Set task 1 =>
Answer these questions about the text on global constitutionalism:
(a) When transposed to the international level, what two things have been and must to some extent be modified?
(b) What are various ongoing projects examining?
(c) In which journal and in what year was the cited article by Anne Peters published?
Set task 2 =>
Collect every line of the records that contains the string "navy". Case counts.

Global constitutionalism is under challenge. The argument has been that parts of international law can be understood as being grounded in the rule of law and human rights, and insists that international law (in its interplay with domestic law) can and should be interpreted and progressively developed in the direction of greater respect for and realization of those principles. But when transposed to the international level, both the constitutionalist principles and their modes of implementation have been and must to some extent be modified.
The current geopolitical constellation, with the rise of states without a deeply rooted rule-of-law-tradition, the erosion of democratic states from within, and ongoing rampant human rights violations by states and buiness actors raises the question whether a constitutionalist approach to international law can still promise insights and impetus for legal reform. New research in this field must find analytic and normative answers to the seeming de-constitutionalisation of international regimes and to the postcolonial critique of the international legal order.
Various ongoing projects are examining the constitutionalisation of international organisations.
Anne Peters, International Organizations as Constitution-Shapers: Lawful but Sometimes Illegitimate, and Often Futile, UC Irvine Journal of International, Transnational, and Comparative Law 8 (2023), S.61-106.

Record extracts =>

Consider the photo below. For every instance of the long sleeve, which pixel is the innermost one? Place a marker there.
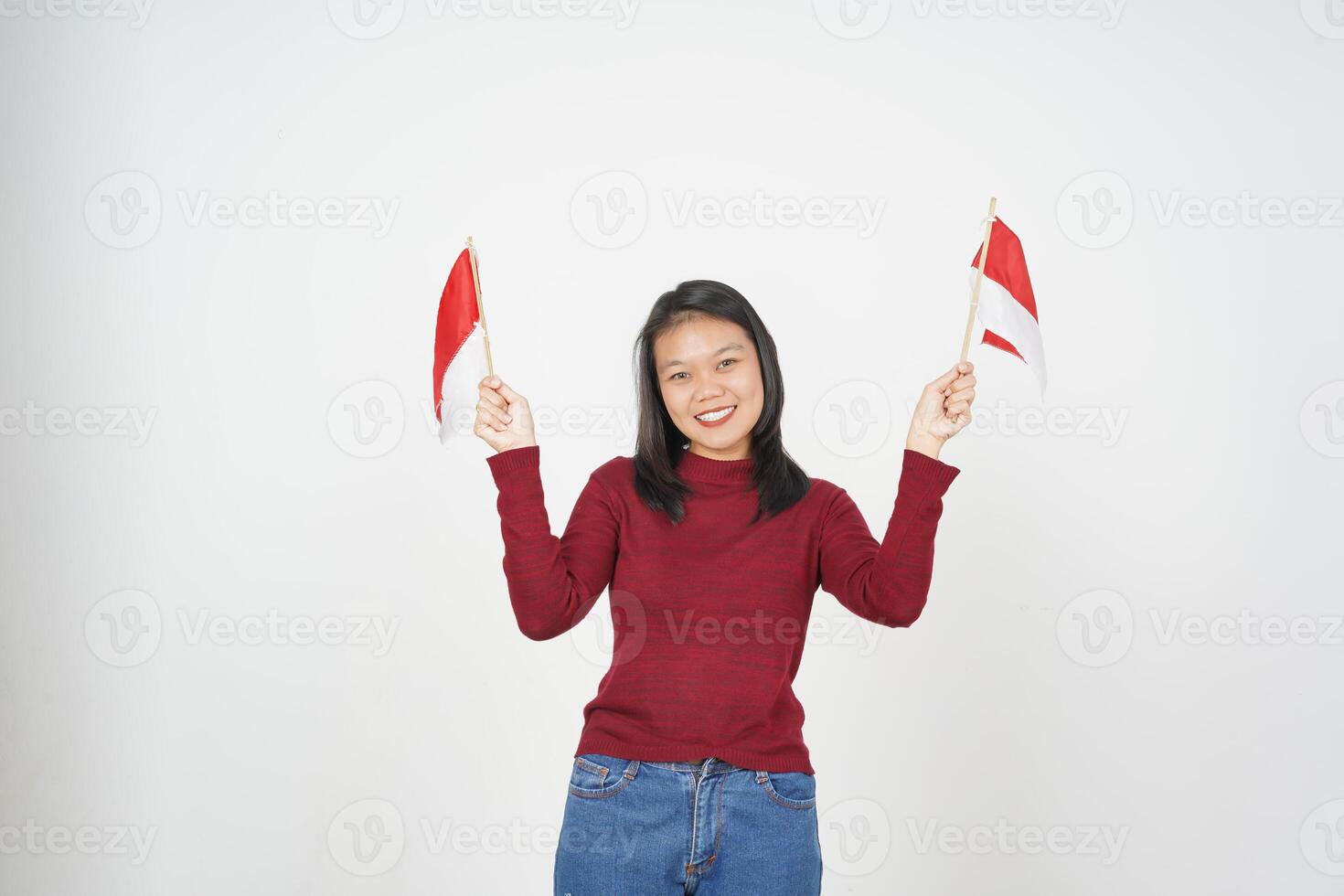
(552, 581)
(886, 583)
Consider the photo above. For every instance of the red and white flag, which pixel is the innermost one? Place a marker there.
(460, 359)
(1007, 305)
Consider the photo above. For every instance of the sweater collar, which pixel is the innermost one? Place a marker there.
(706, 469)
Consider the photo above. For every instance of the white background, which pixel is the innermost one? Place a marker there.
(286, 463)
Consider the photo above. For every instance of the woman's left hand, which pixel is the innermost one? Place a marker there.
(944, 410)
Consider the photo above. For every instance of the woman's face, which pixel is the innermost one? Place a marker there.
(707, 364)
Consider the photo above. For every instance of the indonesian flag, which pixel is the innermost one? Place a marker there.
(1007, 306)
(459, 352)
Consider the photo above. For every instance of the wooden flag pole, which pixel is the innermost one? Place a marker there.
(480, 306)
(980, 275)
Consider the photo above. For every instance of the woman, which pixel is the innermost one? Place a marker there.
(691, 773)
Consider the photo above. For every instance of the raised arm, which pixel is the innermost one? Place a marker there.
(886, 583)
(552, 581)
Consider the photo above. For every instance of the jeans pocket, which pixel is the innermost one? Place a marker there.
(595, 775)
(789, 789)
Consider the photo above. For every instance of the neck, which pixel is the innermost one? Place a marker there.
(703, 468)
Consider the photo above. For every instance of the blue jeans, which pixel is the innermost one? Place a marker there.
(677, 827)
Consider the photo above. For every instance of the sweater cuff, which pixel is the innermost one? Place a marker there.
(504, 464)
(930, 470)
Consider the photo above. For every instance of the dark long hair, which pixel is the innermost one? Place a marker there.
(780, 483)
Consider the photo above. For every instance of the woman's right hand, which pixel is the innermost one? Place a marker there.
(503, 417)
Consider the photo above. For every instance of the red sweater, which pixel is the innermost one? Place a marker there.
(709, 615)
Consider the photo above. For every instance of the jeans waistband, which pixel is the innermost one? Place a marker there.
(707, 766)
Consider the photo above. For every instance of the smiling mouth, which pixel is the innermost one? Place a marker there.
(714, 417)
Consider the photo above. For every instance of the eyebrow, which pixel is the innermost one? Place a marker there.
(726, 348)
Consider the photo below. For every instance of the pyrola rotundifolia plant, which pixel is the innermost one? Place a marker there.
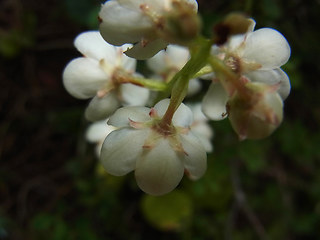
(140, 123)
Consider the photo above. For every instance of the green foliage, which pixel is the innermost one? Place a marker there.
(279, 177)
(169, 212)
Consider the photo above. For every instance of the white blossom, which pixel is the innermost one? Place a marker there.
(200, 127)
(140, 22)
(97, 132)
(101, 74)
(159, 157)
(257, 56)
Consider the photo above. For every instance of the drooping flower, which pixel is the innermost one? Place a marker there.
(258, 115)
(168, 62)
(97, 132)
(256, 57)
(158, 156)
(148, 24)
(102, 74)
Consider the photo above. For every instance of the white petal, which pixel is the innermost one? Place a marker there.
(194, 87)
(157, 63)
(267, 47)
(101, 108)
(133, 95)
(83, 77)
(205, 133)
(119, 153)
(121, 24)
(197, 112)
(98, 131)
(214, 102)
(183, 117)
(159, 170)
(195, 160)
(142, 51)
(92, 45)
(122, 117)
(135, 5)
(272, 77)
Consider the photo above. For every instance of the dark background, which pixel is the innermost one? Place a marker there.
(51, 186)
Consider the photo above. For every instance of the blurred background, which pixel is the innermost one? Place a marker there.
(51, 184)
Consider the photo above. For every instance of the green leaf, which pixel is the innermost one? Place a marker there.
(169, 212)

* * *

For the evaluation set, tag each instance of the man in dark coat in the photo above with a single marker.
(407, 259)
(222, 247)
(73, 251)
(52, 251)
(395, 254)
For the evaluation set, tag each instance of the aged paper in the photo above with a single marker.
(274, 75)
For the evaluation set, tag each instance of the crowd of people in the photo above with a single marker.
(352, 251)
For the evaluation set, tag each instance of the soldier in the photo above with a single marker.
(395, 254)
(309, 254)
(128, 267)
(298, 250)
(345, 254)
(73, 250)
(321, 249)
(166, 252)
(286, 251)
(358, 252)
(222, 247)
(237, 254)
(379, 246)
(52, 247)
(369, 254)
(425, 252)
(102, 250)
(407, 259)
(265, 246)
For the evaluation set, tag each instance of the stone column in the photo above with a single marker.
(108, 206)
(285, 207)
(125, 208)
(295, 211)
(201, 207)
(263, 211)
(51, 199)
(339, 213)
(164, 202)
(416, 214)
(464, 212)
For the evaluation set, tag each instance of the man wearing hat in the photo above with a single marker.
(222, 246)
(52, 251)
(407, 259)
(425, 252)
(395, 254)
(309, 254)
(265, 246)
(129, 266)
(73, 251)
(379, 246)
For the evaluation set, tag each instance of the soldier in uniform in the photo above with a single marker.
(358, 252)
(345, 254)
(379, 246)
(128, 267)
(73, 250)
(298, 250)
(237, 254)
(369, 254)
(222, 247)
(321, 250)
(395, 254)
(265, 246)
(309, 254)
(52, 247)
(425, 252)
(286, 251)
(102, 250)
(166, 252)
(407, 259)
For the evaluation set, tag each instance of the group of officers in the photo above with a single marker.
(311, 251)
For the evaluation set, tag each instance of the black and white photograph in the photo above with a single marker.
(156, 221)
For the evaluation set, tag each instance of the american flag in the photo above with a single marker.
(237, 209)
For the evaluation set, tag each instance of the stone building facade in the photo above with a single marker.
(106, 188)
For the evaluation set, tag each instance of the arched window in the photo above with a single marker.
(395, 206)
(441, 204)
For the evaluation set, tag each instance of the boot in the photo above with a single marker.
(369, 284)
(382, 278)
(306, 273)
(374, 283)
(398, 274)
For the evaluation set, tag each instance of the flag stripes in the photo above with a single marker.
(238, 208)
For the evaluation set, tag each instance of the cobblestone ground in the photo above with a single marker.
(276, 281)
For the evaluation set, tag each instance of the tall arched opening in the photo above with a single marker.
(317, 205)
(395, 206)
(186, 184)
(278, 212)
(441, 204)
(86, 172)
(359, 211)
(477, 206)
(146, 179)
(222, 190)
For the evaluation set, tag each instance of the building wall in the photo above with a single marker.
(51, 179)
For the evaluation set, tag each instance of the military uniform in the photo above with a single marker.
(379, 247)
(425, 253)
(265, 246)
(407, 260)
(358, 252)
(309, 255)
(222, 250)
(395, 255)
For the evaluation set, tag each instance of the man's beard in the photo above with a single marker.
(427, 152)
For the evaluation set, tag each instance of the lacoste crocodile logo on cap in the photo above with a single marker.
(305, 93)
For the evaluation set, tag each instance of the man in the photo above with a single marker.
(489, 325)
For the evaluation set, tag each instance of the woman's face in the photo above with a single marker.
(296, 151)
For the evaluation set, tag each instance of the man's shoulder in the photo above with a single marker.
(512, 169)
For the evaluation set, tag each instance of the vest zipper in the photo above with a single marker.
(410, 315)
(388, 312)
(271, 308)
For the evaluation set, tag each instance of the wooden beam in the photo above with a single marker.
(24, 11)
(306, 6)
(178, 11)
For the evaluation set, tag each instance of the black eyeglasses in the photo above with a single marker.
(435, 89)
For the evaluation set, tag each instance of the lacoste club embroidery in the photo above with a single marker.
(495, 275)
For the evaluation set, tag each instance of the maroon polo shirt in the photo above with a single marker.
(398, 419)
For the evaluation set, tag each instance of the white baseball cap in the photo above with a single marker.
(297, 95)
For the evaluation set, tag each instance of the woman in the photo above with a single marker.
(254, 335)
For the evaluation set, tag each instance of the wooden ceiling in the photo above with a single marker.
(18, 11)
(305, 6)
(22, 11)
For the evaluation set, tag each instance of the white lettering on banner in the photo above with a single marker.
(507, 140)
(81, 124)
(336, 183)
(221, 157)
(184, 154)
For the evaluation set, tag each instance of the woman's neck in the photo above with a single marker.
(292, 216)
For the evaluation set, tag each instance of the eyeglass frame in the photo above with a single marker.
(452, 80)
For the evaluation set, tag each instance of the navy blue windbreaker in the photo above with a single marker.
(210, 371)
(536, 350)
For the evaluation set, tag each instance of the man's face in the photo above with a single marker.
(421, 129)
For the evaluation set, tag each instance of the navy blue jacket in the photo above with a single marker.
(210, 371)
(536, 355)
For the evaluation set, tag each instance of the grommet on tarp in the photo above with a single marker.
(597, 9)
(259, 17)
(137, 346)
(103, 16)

--

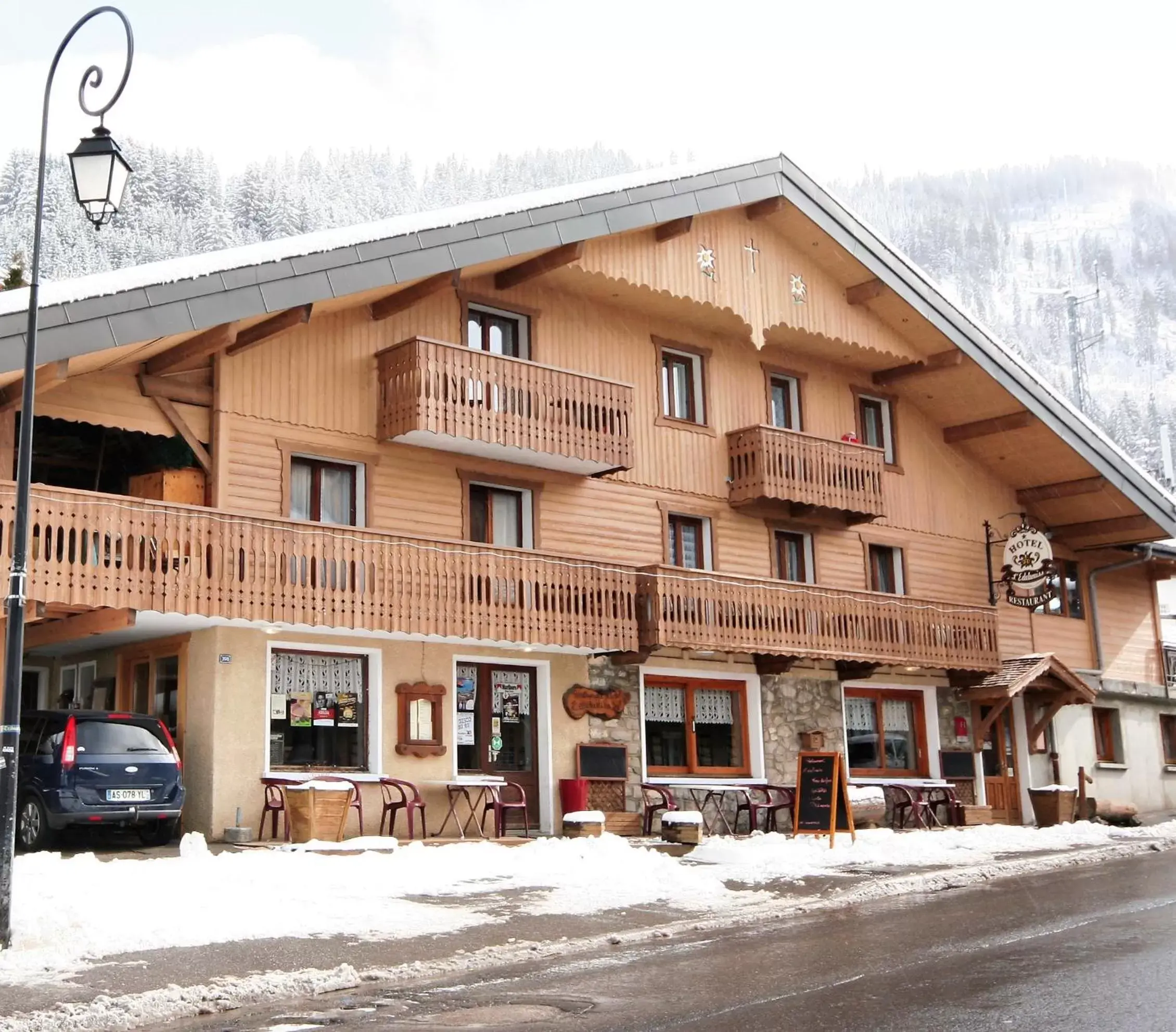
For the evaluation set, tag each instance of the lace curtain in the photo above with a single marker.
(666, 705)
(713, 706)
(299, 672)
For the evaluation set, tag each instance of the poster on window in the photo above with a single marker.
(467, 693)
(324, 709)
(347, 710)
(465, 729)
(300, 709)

Task solution 1 =>
(a) The constitutionalist principles and their modes of implementation.
(b) The constitutionalisation of international organisations.
(c) The UC Irvine Journal of International, Transnational, and Comparative Law, in 2023.

Task solution 2 =>
For the evaluation set, tag each instance of the navy blue windbreaker in the photo above with a single marker.
For the evaluation set, tag each instance of the navy blue jacket in the photo above with a single marker.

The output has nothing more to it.